**Alıntı metin**
_ _ _ _ _
Modern Birey ve Mümin Kul…

Bir düşüncenin en temel göstereni, onun sistematiğine uygun ferdin yeniden yapılandırılışı ve onun temsil özelliğidir… Klasik düşünce, Modern düşünce veya İslami düşünce kendisine ait yeni bir varlık tanımı ve bu varlığın tekil anlamda önemi ile nasıl olması gerektiği konusunu açıklığa kavuşturur. Tabii ki en önemli şey ise insan ve insan tekinin üzerine bina edileceği değerler manzumesidir. Bu durumda insanın neliği ve nasıllığı düşüncenin neliğini ve nasıllığını da belirgin kılmış olacaktır.

Bütün ilişkiler yumağı ferdin etrafında olup biter. Fert, ya etken bir varlık olarak öne çıkartılır ve kendisinin etrafında döndürür ilişkiler ağını, ya da edilgen bir karakter taşıyarak her şey kendisini belirler bir pozisyonda tutulur. Bu noktada ideal olan ile reel olanın bir mukayesesi şarttır. Çünkü iddialar genel itibarı ile ferdin genel tutumu ile birlikte bir ispata dönüşmektedir.

Düşünce açısından bir ferdin konumu aynı zamanda külli olanın konumunu da içinde taşımaktadır. Bu yüzden ferdin genel konumu, varlığın genel konumu ile eşdeğer bir özellik taşır. Fert ise, bir şeyi yerli yerinde kendi varlığını doğal akışı içinde gerçekleştirmesi ise onun hangi düşünce sistematiğine uygun olduğu ile birebir irtibatlı bir durumu içerir.
_ _ _ _ _
**Gösterilen bilgiler**
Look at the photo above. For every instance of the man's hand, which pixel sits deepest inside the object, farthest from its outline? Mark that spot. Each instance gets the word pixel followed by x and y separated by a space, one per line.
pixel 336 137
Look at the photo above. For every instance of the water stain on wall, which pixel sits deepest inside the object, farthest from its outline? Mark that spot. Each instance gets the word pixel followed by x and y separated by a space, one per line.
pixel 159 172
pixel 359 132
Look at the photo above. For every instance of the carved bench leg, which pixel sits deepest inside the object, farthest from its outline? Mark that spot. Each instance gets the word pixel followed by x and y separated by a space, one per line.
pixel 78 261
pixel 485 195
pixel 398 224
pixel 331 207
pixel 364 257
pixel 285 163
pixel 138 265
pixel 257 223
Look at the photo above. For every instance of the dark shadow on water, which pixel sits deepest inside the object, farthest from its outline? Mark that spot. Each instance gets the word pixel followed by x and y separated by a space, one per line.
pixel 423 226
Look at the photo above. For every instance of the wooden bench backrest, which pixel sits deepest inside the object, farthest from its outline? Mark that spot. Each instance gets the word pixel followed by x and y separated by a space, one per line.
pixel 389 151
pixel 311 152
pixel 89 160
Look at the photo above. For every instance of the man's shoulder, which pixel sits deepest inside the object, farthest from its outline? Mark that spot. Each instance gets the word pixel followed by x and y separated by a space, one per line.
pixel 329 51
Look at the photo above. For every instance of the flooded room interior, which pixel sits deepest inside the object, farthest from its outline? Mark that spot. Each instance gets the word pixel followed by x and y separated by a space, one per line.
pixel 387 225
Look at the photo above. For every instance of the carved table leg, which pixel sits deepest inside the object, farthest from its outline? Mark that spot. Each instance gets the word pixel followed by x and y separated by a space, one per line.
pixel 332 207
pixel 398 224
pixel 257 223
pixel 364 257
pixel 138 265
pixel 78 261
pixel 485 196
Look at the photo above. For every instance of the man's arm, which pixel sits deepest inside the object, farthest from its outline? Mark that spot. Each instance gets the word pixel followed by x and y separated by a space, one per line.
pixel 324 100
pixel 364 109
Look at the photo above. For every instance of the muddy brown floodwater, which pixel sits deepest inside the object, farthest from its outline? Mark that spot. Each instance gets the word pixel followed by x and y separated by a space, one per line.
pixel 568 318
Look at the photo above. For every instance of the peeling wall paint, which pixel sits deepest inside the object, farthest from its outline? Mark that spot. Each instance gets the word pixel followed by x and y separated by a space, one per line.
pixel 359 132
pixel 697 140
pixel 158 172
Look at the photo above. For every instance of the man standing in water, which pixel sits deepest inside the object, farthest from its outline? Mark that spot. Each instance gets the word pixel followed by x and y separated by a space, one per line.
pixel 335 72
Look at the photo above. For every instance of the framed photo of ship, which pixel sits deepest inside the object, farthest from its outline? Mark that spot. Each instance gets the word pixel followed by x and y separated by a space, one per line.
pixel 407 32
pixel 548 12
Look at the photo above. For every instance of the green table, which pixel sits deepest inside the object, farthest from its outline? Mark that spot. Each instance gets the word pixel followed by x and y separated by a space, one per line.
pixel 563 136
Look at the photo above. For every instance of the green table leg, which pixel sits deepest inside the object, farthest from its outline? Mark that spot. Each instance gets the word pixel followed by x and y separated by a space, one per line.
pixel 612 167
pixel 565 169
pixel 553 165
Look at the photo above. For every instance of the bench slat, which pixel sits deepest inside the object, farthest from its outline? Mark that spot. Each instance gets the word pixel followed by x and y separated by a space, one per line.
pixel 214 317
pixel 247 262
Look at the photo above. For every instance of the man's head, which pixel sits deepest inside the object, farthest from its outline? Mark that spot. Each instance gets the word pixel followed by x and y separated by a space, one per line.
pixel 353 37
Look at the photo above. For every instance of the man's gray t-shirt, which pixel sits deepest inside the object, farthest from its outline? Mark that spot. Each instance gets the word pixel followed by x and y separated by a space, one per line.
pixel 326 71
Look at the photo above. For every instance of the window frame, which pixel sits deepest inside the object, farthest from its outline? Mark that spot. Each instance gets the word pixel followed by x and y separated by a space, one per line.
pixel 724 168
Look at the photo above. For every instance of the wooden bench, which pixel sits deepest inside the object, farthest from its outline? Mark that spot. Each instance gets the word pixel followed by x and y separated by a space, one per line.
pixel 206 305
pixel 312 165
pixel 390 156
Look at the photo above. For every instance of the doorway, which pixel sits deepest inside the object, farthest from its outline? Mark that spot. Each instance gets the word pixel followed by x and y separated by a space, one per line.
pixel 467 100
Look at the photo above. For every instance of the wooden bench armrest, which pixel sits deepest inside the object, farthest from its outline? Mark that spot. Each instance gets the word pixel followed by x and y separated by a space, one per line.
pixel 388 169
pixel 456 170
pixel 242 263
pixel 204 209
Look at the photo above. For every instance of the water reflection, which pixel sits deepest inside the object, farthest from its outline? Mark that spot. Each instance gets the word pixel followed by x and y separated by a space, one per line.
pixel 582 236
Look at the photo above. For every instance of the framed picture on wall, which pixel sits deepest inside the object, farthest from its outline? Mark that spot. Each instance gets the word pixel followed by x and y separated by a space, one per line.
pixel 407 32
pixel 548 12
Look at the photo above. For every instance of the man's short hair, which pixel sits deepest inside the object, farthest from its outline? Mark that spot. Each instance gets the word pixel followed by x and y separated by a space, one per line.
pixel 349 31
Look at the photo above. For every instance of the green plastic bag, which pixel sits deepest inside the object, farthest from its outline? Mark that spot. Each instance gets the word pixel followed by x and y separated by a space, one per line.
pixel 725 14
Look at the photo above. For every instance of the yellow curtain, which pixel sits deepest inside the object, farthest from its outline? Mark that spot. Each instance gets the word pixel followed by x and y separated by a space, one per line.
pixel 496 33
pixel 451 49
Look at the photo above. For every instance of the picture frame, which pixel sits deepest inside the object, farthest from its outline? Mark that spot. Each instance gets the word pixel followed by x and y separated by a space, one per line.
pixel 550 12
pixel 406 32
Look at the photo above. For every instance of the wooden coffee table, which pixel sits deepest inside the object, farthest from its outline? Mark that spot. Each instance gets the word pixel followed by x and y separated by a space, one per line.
_ _ _ _ _
**Görevler**
• 1. Modern birey ve mümin kul üzerine yazılan metne göre bütün ilişkiler yumağı neyin etrafında olup biter?
• 2. Modern birey ve mümin kul konulu metni son cümlesinden sonra devam ettirerek yazın.

**Yanıtlar**
• 1. Ferdin etrafında olup biter.

• 2.
Modern düşünce birey kavramı üzerine kurulu olduğunu ilan eder. Bireyin modern düşüncede içkinliği temel bir yaklaşımdır. Her şey modern bireyin varlığını, idamesini, şartlarını ve geleceğini belirlemeye matuftur. Bu iddialar önemli ve çok değerlidir. Ama pratikte bunu gözlemlemek neredeyse imkânsızdır. Önce her bireyi birey olarak kabul görmeme gibi bir temel tema ile karşılaşırız. Her fert, birey olma özelliğine sahip değildir. Bu ayrım, modern düşüncenin kendi içinde de bir ayrımcılığı ileri sürmektedir. Örneğin, patron ile işçi ve yöneten ile yönetilen, her ne kadar eşit olduğu savı ileri sürülse de yaşam koşulları ve ilişkiler ağındaki konumları aynı değildir ve olamaz da…

Bu anlamda modern bireyin iki temel özelliği baskın karakter olarak öne çıkmaktadır. Bunu dengeleyecek bir bakış ise geliştirilememiştir. İlk baskın karakter, modern birey, kendine dönüktür ve her şeyin kendi etrafında dönmesi gerektiğini kabul ile başlar. Bu öne çıkan baskın karakter, varlığı ve oluşan her kurum ve kurumsallaşmayı kendi yararı ile örtüştüğü kadar kabule mazhar kabul etmeyi sağlar. Aynı zamanda bunu besleyen gizli bir önerme de modern düşüncenin olmazlarındandır: o da birey; ‘ben varsam her şey anlam kazanır’ ilkesi üzerine bina edilmiştir. Tanrı dahi modern bireyin kurguladığı zemin üzerinden inşa edilir. Eğer modern birey yoksa tanrı da yoktur. Tanrının ölümü ile........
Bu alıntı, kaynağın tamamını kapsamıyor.